Provided information: Begin

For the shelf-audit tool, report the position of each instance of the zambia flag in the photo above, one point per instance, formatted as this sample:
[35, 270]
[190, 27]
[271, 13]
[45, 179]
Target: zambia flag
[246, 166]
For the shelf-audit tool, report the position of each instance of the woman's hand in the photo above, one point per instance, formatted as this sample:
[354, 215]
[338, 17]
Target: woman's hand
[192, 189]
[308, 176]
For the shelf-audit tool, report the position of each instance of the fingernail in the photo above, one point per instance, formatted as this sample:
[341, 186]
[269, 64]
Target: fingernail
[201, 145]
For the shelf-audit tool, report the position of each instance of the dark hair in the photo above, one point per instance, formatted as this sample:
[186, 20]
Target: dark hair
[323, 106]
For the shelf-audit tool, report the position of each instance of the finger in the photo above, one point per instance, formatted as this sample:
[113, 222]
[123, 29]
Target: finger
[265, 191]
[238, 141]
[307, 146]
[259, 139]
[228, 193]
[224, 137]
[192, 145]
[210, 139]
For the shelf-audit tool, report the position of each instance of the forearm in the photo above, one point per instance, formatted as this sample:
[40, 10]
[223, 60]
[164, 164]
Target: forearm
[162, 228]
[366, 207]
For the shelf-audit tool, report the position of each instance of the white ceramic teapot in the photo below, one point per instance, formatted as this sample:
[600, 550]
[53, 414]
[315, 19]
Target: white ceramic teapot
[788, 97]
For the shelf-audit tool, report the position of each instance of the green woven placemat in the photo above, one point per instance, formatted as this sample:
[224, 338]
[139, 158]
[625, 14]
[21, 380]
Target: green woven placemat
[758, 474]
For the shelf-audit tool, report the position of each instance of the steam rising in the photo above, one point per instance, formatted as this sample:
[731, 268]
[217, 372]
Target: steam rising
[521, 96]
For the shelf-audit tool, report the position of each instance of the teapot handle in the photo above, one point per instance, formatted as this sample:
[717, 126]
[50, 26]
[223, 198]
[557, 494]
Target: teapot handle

Provided information: End

-- Exercise --
Reproduce each line of the records in which "handle" appears.

-- Output --
For the shelf-audit tool, report the position of each instance of the teapot handle in the photo above, one point per instance, formatted as this sample:
Target: teapot handle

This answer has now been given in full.